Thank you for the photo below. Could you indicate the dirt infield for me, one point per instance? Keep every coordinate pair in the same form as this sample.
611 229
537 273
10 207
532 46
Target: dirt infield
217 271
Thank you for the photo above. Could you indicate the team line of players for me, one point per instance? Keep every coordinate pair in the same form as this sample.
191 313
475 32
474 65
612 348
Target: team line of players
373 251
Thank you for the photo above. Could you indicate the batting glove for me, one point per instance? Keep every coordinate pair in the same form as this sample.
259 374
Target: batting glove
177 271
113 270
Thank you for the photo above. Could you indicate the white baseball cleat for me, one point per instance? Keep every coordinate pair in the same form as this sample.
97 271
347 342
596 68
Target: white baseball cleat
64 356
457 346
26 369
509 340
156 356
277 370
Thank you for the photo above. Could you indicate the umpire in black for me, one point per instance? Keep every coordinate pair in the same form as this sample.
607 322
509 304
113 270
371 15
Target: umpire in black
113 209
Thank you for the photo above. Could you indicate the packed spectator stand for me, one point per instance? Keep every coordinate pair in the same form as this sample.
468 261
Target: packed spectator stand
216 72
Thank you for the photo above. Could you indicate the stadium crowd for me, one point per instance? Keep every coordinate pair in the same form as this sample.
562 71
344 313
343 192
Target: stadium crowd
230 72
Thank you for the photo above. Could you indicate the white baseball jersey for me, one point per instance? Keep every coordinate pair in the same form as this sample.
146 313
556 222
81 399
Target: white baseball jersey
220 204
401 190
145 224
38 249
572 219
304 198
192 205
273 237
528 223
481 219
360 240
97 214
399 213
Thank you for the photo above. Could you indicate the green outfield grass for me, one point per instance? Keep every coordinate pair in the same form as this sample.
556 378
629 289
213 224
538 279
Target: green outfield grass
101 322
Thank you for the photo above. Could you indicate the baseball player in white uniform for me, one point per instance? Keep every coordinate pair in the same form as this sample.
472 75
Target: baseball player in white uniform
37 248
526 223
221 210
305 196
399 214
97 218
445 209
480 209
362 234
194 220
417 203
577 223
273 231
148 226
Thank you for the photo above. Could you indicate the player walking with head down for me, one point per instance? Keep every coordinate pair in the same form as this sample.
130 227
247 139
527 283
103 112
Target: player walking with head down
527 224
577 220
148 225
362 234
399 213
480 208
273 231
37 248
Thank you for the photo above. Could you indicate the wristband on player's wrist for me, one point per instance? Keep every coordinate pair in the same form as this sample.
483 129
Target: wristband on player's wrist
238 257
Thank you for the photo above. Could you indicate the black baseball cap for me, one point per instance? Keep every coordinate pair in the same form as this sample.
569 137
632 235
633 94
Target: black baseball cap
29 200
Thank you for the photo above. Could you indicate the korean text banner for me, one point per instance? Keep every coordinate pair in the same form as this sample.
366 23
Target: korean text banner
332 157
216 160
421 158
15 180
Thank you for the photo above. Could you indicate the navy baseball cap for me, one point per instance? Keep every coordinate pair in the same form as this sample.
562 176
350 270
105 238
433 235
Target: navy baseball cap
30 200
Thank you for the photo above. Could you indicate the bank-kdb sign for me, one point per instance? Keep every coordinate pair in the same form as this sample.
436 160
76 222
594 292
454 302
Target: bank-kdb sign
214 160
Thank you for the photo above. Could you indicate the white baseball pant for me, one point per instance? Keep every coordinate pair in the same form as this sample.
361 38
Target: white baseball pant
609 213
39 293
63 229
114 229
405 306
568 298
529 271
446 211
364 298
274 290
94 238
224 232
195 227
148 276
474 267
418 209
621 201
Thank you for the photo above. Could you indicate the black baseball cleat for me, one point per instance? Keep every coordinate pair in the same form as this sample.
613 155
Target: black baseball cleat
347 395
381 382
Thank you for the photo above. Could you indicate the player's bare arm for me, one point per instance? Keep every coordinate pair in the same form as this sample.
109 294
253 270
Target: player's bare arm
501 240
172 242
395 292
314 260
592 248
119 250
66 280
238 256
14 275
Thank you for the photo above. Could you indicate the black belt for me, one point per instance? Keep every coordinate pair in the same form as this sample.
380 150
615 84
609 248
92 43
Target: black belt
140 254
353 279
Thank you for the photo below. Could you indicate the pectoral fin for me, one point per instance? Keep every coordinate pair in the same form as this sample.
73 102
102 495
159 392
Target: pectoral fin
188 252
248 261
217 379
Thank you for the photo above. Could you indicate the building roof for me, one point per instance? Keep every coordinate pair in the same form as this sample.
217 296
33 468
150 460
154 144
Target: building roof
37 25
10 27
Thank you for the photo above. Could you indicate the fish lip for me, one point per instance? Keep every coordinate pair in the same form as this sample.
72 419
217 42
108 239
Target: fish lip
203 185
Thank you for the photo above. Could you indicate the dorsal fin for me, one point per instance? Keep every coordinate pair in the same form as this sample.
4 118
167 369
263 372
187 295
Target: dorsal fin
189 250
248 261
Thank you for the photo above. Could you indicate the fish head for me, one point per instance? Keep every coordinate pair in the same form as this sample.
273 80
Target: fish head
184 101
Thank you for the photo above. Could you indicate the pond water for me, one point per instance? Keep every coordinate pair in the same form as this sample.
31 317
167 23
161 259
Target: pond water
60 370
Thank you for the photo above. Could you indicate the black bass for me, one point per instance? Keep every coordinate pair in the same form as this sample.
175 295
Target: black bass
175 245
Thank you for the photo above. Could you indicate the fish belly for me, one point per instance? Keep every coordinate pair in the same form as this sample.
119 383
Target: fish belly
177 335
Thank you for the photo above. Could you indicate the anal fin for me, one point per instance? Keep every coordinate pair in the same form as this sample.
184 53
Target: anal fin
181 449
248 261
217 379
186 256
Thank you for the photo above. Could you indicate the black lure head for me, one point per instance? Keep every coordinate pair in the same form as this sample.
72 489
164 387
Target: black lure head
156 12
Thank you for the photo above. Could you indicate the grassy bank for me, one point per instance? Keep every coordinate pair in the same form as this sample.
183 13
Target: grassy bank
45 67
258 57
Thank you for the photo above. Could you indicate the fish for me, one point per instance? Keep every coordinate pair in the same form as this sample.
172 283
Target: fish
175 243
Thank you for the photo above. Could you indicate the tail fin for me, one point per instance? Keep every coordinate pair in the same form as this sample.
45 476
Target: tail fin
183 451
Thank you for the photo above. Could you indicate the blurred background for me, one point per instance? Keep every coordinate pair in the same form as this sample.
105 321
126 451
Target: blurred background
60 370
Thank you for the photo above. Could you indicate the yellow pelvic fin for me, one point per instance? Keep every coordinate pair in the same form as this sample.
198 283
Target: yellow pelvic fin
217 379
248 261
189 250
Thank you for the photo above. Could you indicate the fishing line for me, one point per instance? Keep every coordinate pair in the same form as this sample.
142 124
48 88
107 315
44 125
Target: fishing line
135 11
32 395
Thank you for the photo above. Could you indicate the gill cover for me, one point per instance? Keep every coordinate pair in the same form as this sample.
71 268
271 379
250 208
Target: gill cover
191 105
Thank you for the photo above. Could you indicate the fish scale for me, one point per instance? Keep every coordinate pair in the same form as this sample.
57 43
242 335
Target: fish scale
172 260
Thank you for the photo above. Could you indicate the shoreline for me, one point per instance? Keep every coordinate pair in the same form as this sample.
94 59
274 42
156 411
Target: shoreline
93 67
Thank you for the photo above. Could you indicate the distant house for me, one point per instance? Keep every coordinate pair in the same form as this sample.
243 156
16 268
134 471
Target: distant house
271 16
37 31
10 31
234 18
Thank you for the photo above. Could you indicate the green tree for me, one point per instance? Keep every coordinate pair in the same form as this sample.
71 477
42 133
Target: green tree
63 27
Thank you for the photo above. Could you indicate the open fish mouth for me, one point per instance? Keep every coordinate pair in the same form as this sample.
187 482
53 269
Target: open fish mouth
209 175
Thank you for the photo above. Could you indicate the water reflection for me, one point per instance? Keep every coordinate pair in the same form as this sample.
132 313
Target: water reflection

(REQUIREMENT):
Extract the listing in its entirety, matching it exactly.

(ANSWER FOR THE TASK):
Thank you for the photo below. Could you indicate the dirt infield for me, one point per instance? Keep every coordinate pair in the same form as this sample.
611 229
537 273
10 207
532 46
Target: dirt infield
217 271
Thank you for the photo above. Could you indicate the team line of players for me, one point per instance? Keep every coordinate pair in the same form as this sample.
191 313
475 32
474 65
612 348
Target: team line of players
373 251
Thank you for the photo above. Could you indicate the batting glove for me, one point per instance? Keep every coordinate pair in the same form as this sample.
259 374
Target: batting glove
177 271
113 270
Thank you for the photo above. Could you indicate the white baseball cleat for me, one point per instance? Keep every coordinate pair in the same form as this sample.
97 271
347 342
596 68
Target: white baseball cleat
64 356
457 346
26 369
509 340
156 356
277 370
Thank you for the photo above. Could you indicate the umpire in black for me, one point per instance? Keep every coordinate pair in the same form as this sample.
607 322
509 304
113 270
371 15
Target: umpire in black
113 209
Thank you for the photo above. Could you indicate the packed spectator stand for me, one point per instance? Keep every coordinate pair in the same form as this sample.
468 261
Target: packed spectator stand
216 72
Thank you for the photo above. Could you indicate the stadium crowd for me, one point per instance? Keep every coordinate pair in the same form as this sample.
562 71
344 313
343 192
Target: stadium crowd
230 72
Thank you for the photo above. Could you indicate the white baseball jersey for me, one point per instance? Keep every coordinate pair in the same form as this sample.
146 313
556 222
81 399
Target: white baseball jersey
220 204
401 190
145 224
38 249
572 219
304 198
192 205
273 237
528 223
481 219
360 240
97 214
399 213
Thank you for the photo above. Could you indicate the green outfield grass for me, one point per instance? Keep every coordinate pair in the same form as this sample.
556 378
629 289
213 224
538 279
Target: green outfield grass
101 322
Thank you for the photo above. Could you indicate the baseball player in white uniform for me, one point per instance? Keep every coordinate pair in the same form as this sample.
472 75
Target: baseball player in white uniform
37 248
526 223
221 210
305 196
399 214
97 218
445 209
480 209
362 234
194 220
417 203
577 223
273 231
148 226
Thank you for the photo above. Could you indicate the player walking with head down for me, one point per instance? Keep every coordinate pair in the same form as this sample.
130 227
247 139
527 283
103 112
Target: player walking with head down
527 224
577 220
148 225
362 234
399 213
480 208
273 231
37 248
Thank you for the photo above. Could you indicate the wristband on player's wrist for me, one point per instance? Keep every coordinate pair in the same form as this sample.
483 129
Target: wristband on player's wrist
238 257
Thank you for the photo above. Could you indicate the black baseball cap for me, one point per instance? Keep every coordinate pair in the same form as this sample.
569 137
632 235
633 94
Target: black baseball cap
29 200
Thank you for the photo above. Could you indicate the korean text banner for me, one point per instance? Keep every coordinate pair in the same form as this sample.
366 23
Target: korean text banner
332 157
216 160
421 158
15 180
Thank you for the photo above. Could you indicate the navy baseball cap for me, one point per instance? Keep every coordinate pair in the same form as this sample.
562 176
350 270
105 238
433 235
Target: navy baseball cap
30 200
Thank you for the photo above. Could you indicate the bank-kdb sign for me, one point per instance? Keep every coordinate pair in the same form as this sample.
436 160
76 222
594 292
454 302
Target: bank-kdb sign
214 160
Thank you for the photo above. Could you indicate the white baseball pant for me, one point per instance? Keep every coordinate pair in the same form as this sample.
361 38
Target: white baseball pant
609 213
39 293
63 229
114 229
405 306
568 298
529 271
446 211
364 298
274 290
94 238
224 232
195 227
148 276
474 267
418 209
621 201
Thank you for the photo above. Could you indicate the black baseball cleat for me, one point per instance? Keep every coordinate pair in the same form as this sample.
613 155
Target: black baseball cleat
347 395
381 382
Thank you for the photo above. Could you indicate the player's bare arm for me, one point per instance? Keep every coordinate pair in the same form as this sample.
109 294
253 270
Target: player's bare arm
501 240
172 242
395 292
314 260
592 248
119 250
66 280
238 256
14 275
Thank you for the photo above. Could you indicate the black belt for me, one point per instance? Keep every coordinate pair in the same form as this sample.
380 150
615 84
609 248
92 43
Target: black belt
140 254
353 279
Thank you for the photo below. Could you indicate the pectoral fin for me, one point per instance? Keep every coordinate pair in the same form as this sample.
73 102
102 495
159 392
Target: pectoral fin
188 252
248 261
217 379
Thank you for the photo above. Could you indicate the building roof for me, one point per instance? Keep every coordinate pair in the same form as this sample.
217 296
33 468
150 460
154 144
Target: building roof
37 25
10 27
Thank you for the photo above. Could you indicate the fish lip for me, one point per instance? Keep every coordinate pair in the same form as this sample.
72 419
217 42
108 239
Target: fish lip
203 185
Thank you for the photo above. Could you indicate the dorsal fin for me, one point per instance? Keep every coordinate pair in the same form as this sample.
4 118
167 369
263 372
187 295
Target: dorsal fin
189 250
248 261
Thank you for the photo above. Could you indicate the fish head for me, one point per instance? Keep every coordinate pair in the same form as this sample.
273 80
Target: fish head
184 101
Thank you for the photo above. Could you indicate the pond water for me, one point per instance? Keep every coordinate pair in the same form as this sample.
31 317
167 23
161 259
Target: pond water
60 370
Thank you for the photo above. Could you indicate the black bass for me, one point per instance? Keep every coordinate pair in the same form as this sample.
175 295
Target: black bass
175 245
Thank you for the photo above. Could you indicate the fish belly for me, one point per instance? Keep every coordinate pair in the same form as this sample.
119 383
Target: fish belly
177 335
Thank you for the photo above. Could you indicate the anal fin for me, one point per instance? Keep every coordinate pair in the same form as this sample.
184 53
Target: anal fin
181 449
248 261
217 379
186 256
Thank you for the photo above. Could you indicate the black lure head for me, one point per instance? Keep every coordinate pair in the same form as this sample.
72 489
164 387
Target: black lure head
156 12
Thank you for the photo above. Could you indicate the grassy bank for me, one point per instance? Keep every coordinate pair in the same form as this sample.
183 13
Target: grassy bank
45 67
258 57
Thank you for the photo above. Could you indicate the fish for me, one point per instance? Keep every coordinate pair in the same form as this sample.
172 283
Target: fish
175 243
Thank you for the photo above. Could you indicate the tail fin for me, one point per instance? Keep every coordinate pair in the same form as this sample.
45 476
Target: tail fin
183 451
Thank you for the photo above. Could you indicate the blurred background for me, one point per instance? Keep every coordinate pair in the same form as this sample.
105 321
126 451
Target: blurred background
60 370
Thank you for the photo above. Could you indicate the yellow pelvic fin for me, one point per instance? Keep every coordinate pair in the same form as this sample.
198 283
Target: yellow pelvic fin
217 379
248 261
189 250
Thank you for the photo above. Could you indicate the fishing line for me, one point per instance? Keep every coordinate pair in the same form as this sample.
142 124
48 88
107 315
44 125
Target: fishing line
135 11
32 395
Thank you for the photo above. Could you indicate the gill cover for me, one point per instance? Keep every coordinate pair in the same form as this sample.
71 268
271 379
250 208
Target: gill cover
191 105
Thank you for the photo above. Could you indicate the fish scale for me, one point per instance? Keep every coordinate pair in the same form as this sample.
57 43
242 335
Target: fish scale
172 260
Thank you for the photo above. Could you indicate the shoreline for me, one point per instance? Keep every coordinate pair in the same form as this sample.
94 59
274 42
156 411
Target: shoreline
93 67
Thank you for the photo above. Could you indicate the distant house for me, one point per instance? Keep every coordinate pair in the same form as this sample.
243 156
16 268
134 471
Target: distant house
271 16
37 31
10 31
234 18
Thank you for the photo above. Could you indicate the green tree for me, one point per instance? Keep every coordinate pair in the same form as this sample.
71 477
42 133
Target: green tree
63 27
Thank you for the photo above. Could you indicate the open fish mouth for me, one point per instance? Keep every coordinate pair in the same form as this sample.
187 482
53 269
Target: open fish mouth
209 175
Thank you for the photo above. Could you indicate the water reflection for me, one point per instance? Keep every coordinate pair in the same form as this sample.
132 313
Target: water reflection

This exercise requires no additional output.